**Quoted text**

This model displays the common natural phenomenon expressed by the Coulomb's inverse-square law. It shows what happens when the strength of the force between two charges varies inversely with the square of the distance between them.

## HOW IT WORKS

In this model the formula used to guide each charge's behavior is the standard formula for Coulomb's law:

F = (q1 * q2 * Permittivity) / (r^2)

In this formula:

• "F" is the force between the two charges q1 and q2.
• "Permittivity", the constant of proportionality here, is a property of the medium in which the two charges q1 and q2 are situated.
• "r" is the distance between the centers of the two charges.

This is a single force two body model, where we have a charge q1 (the blue particle that is created when you press SETUP) and a proton (q2) (the gray particle that appears when you press the mouse button in the view). The force is entirely one-way: only q1 is attracted towards (or repelled from) the proton (q2), while the proton (q2) remains unaffected. Note that this is purely for purposes of simulation. In the real world, Coulomb's force acts on all bodies around it.

Gravity is another example of an inverse square force. Roughly speaking, our solar system resembles a nucleus (sun) with electrons (planets) orbiting around it.

For certain values of q1 (which you can control by using the CHARGE slider), you can watch q1 form elliptic orbits around the mouse pointer (q2), or watch q1 slingshot around q2, similar to how a comet streaks past our sun. The charges q1 and q2 are always set equal in magnitude to each other, although they can differ in their sign.

## HOW TO USE IT

When you press the SETUP button, the charge q1 is created in a medium determined by the permittivity value from the PERMITTIVITY slider. When you click and hold down the mouse anywhere within the view, the model creates a unit of positive charge (q2) at the position of the mouse.

The CHARGE slider sets the value of the charge on q1. First, select the value of CHARGE on q1. (For simulation ease, value of the Charge on q2 is set to be +1 unit. Thus, it also determines at what distances the particles can safely orbit before they get sucked in by an overwhelming force.)

The FADE-RATE slider controls how fast the paths marked by the particles fade. At 100% there won't be any paths as they fade immediately, and at 0% the paths won't fade at all.

The PERMITTIVITY slider allows you to change values of the constant of proportionality in Coulomb's law. What does this variable depend on -- the charges, or the medium in which the charges are immersed?

When the sliders have been set to desirable levels, press the GO button to begin the simulation. Move the mouse to where you wish q2 to begin, and click and hold the mouse button. This will start the particles moving. If you wish to stop the simulation (say, to change the value of CHARGE), release the mouse button and the particles will stop moving. You may then change any settings you wish. Then, to continue the simulation, simply put your mouse in the window again and click and hold. Objects in the window will only move while the mouse button is pressed down within the window.

**Source data**
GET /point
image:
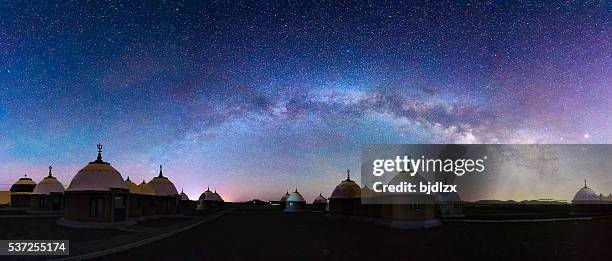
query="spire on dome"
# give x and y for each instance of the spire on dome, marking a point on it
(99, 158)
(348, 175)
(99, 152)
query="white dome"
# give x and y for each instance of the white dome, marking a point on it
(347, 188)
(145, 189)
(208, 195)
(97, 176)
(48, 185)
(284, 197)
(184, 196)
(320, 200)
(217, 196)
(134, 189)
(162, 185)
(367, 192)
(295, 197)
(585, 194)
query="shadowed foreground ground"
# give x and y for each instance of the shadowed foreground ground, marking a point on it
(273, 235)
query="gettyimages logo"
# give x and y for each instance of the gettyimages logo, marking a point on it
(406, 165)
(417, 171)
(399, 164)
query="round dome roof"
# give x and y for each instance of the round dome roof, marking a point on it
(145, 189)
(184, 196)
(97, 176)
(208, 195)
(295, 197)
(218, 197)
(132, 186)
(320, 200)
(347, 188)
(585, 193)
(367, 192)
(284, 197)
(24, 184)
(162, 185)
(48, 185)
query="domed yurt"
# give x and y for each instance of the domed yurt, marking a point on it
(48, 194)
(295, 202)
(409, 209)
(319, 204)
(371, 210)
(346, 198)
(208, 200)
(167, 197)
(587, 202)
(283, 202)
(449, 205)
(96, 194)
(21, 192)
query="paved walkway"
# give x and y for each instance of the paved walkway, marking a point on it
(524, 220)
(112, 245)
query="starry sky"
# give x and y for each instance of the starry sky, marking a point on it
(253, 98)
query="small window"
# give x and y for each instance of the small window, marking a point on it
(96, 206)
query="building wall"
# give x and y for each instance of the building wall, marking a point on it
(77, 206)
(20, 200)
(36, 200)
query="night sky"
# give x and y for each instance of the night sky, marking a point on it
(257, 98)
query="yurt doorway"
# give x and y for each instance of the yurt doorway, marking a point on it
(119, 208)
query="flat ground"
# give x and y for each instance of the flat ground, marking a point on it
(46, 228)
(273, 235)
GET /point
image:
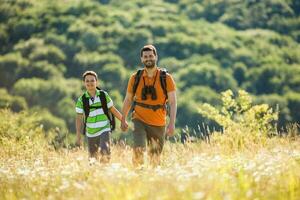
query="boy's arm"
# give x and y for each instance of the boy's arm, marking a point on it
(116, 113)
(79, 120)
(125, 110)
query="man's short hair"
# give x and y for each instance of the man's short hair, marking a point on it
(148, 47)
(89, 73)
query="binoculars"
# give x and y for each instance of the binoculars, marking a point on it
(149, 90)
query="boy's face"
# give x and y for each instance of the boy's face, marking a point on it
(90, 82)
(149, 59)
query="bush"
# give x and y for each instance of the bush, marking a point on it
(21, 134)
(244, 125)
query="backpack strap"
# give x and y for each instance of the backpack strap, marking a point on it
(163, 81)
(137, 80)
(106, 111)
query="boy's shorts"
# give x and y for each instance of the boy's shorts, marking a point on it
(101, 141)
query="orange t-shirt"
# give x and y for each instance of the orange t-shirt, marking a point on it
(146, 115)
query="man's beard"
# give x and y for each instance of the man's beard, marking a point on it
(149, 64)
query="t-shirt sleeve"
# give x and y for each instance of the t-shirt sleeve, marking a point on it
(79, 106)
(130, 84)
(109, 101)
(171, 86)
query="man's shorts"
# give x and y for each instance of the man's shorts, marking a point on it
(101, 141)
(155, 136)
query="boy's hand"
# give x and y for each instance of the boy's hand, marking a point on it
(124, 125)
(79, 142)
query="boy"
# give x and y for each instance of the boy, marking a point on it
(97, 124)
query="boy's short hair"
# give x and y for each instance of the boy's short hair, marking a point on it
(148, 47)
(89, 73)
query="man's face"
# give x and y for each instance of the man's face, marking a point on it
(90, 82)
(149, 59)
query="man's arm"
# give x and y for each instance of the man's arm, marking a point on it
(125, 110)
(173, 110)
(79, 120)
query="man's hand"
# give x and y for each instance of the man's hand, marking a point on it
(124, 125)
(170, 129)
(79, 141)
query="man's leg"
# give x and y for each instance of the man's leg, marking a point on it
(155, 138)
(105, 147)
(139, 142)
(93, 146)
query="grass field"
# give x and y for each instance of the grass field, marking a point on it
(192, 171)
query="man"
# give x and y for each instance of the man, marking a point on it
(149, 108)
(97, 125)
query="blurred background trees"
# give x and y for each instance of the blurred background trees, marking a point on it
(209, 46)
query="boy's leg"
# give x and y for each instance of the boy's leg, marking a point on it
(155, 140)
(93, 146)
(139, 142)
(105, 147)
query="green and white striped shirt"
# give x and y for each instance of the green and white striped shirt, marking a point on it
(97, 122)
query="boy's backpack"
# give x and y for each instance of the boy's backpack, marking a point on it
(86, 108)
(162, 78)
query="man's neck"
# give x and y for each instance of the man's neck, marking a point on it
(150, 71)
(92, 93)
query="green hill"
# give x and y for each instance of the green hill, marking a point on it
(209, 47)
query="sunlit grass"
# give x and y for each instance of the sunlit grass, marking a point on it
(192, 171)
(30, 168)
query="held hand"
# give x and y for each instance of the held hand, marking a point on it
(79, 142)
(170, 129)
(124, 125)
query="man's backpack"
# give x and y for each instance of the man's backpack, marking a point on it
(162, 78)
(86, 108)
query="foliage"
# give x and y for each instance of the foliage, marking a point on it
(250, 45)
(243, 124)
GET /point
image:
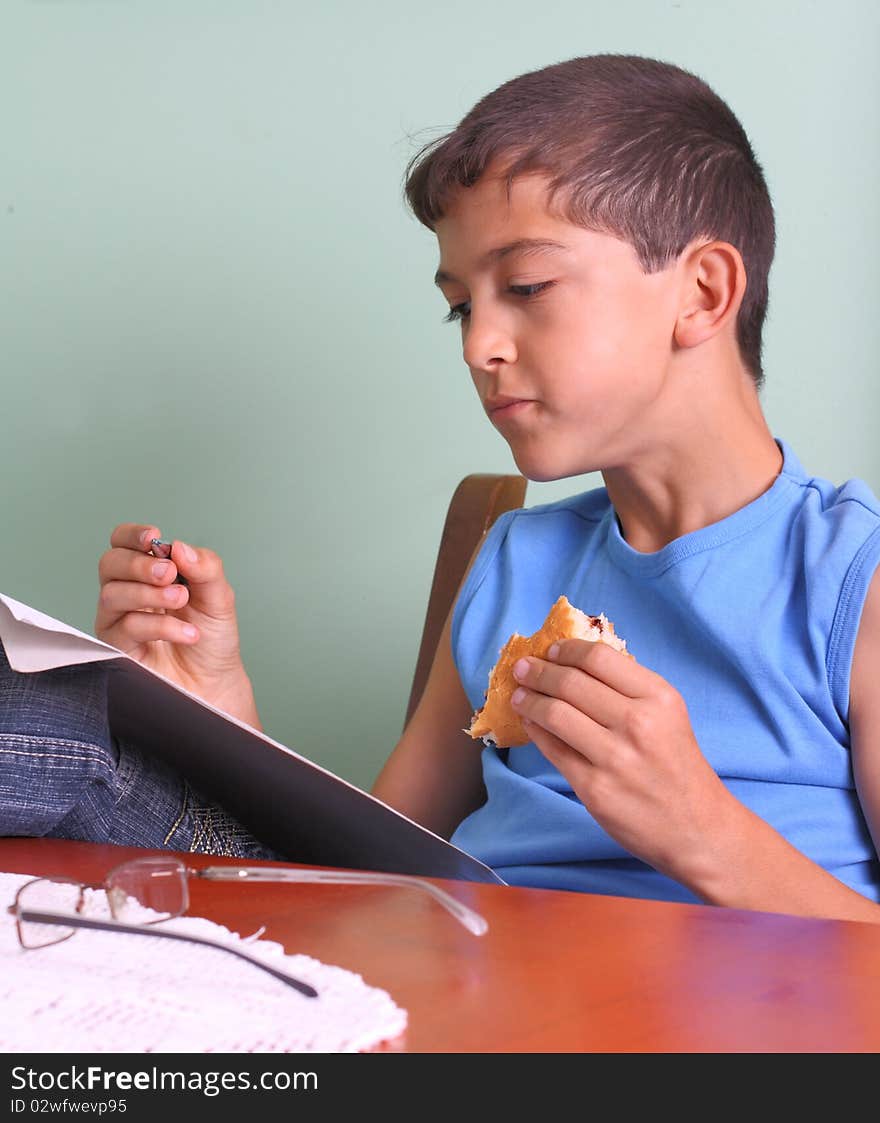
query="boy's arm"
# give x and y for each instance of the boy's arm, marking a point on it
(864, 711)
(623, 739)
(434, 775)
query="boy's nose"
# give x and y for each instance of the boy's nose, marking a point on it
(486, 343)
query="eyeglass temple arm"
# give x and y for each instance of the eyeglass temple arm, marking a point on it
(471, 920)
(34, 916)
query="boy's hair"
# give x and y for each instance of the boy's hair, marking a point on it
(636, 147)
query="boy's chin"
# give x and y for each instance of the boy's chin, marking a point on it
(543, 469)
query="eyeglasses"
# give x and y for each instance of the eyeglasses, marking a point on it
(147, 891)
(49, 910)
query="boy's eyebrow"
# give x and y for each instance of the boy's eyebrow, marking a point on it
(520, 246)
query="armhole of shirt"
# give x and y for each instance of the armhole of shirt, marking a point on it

**Instructions**
(A) In the description of the Coulomb's law model, why are no paths visible when the FADE-RATE slider is set to 100%?
(B) Report how many lines of the records contain the string "walkway". Give only the number.

**Answer set**
(A) At 100%, the paths marked by the particles fade immediately, so none remain on the screen.

(B) 2